**TO BE DONE:** Please give the lines below again, renaming every "whereabouts" as "location" and leaving everything else unchanged.

Box-labeled dataset extracts

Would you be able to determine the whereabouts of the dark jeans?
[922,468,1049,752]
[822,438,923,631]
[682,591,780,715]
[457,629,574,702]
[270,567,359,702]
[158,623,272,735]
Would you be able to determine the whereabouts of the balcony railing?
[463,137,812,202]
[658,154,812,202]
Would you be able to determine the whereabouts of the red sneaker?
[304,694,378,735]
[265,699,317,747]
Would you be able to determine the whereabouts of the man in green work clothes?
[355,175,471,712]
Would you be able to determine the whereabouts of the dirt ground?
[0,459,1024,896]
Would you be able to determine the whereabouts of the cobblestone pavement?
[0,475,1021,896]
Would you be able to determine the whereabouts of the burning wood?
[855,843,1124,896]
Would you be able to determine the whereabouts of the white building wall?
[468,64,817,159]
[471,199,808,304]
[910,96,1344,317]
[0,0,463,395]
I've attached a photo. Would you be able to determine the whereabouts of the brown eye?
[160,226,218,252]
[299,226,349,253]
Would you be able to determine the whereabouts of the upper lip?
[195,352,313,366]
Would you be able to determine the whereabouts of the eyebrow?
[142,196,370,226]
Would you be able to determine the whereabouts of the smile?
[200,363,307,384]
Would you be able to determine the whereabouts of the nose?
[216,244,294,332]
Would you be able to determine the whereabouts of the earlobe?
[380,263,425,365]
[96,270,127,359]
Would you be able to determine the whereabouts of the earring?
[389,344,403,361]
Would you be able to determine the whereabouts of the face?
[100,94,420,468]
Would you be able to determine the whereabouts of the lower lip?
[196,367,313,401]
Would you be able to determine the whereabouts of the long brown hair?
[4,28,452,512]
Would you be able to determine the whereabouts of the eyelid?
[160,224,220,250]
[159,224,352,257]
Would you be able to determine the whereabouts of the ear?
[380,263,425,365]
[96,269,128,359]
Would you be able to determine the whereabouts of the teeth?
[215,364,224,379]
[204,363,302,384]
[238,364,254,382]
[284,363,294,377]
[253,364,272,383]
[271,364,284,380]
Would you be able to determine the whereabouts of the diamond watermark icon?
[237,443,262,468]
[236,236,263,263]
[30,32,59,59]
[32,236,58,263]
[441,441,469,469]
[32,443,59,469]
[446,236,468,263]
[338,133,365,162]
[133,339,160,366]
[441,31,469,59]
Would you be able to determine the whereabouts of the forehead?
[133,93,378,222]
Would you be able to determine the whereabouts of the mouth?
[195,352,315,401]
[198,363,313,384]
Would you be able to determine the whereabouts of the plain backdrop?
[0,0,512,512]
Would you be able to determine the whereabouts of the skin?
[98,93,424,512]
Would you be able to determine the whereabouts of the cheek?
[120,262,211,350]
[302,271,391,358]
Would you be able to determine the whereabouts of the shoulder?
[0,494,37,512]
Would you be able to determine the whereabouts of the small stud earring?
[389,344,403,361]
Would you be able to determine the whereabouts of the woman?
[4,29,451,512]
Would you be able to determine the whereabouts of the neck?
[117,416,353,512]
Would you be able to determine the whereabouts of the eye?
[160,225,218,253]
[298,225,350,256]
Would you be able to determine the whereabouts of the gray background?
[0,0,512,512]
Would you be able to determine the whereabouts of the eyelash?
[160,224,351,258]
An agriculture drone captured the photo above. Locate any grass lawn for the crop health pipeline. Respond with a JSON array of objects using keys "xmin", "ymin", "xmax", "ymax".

**RESPONSE BELOW:**
Would you be able to determine the location of the dark jeans?
[922,468,1049,752]
[822,438,923,631]
[682,591,780,715]
[457,629,574,702]
[270,567,359,702]
[158,623,272,735]
Would you be able to determine the location of the balcony railing?
[463,137,812,202]
[658,154,812,202]
Would you be able to determine the location of the red sneaker?
[304,694,378,735]
[265,699,317,747]
Would you be able to determine the location of the man in green work clothes?
[355,175,471,712]
Would you be able to determine the location of the dirt ground?
[0,459,1024,896]
Would you be able to determine the location of the cobblestone pavement?
[0,475,1021,896]
Would you be able to determine the location of the burning wood?
[855,843,1124,896]
Would you be able to determine the location of the white building wall?
[468,64,817,159]
[471,199,808,304]
[910,96,1344,317]
[0,0,463,395]
I've attached a photo. Would you be able to determine the location of the brown eye?
[160,226,218,252]
[299,226,349,253]
Would you be able to determine the location of the upper lip?
[195,352,313,366]
Would you be able to determine the location of the eyebrow?
[142,196,370,226]
Would you be able to determine the location of the smile?
[200,363,307,384]
Would you be able to determine the location of the nose?
[216,244,294,332]
Would you be able to determine the location of the earlobe?
[380,263,425,365]
[96,270,127,359]
Would you be able to determine the location of the earring?
[389,344,403,361]
Would you be able to determine the location of the face?
[100,94,420,468]
Would you be able to determine the location of the lower lip?
[196,367,313,401]
Would you be able to determine the location of the long brown hair?
[4,28,452,512]
Would you be able to determine the location of the eyelid?
[160,224,220,250]
[159,224,352,257]
Would you be able to determine the location of the ear?
[380,263,425,365]
[96,269,128,359]
Would you be able to determine the location of the teeth?
[215,364,224,379]
[204,363,302,384]
[238,364,254,382]
[284,363,294,377]
[253,364,272,383]
[271,364,284,380]
Would you be able to determine the location of the diamond watermark icon?
[237,443,262,468]
[236,236,263,263]
[30,32,59,59]
[32,236,58,263]
[441,441,469,469]
[32,443,59,469]
[446,236,468,263]
[338,133,365,162]
[133,339,160,366]
[441,31,469,59]
Would you be able to determine the location of the forehead?
[133,93,378,222]
Would you be able to determine the location of the mouth?
[195,352,315,401]
[198,363,313,384]
Would you be able to determine the location of the plain backdrop?
[0,0,512,512]
Would you be able to determine the location of the skin?
[98,93,424,512]
Would you be able to determine the location of the cheek?
[120,262,211,350]
[302,271,391,358]
Would you be able to determine the location of the shoulder?
[0,494,37,512]
Would you be able to determine the location of the small stud earring?
[389,344,403,361]
Would you be able to determine the location of the woman?
[4,29,451,512]
Would you be able to determine the location of the neck?
[117,416,353,512]
Would you be able to determine the location of the eye?
[160,225,218,253]
[298,225,350,256]
Would you be able to determine the location of the gray background?
[0,0,512,512]
Would you be able to determine the location of the eyelash?
[160,224,351,258]
An agriculture drone captured the photo above. Locate any grass lawn for the crop health pipeline. Respond with a JSON array of objects using keys "xmin", "ymin", "xmax", "ymax".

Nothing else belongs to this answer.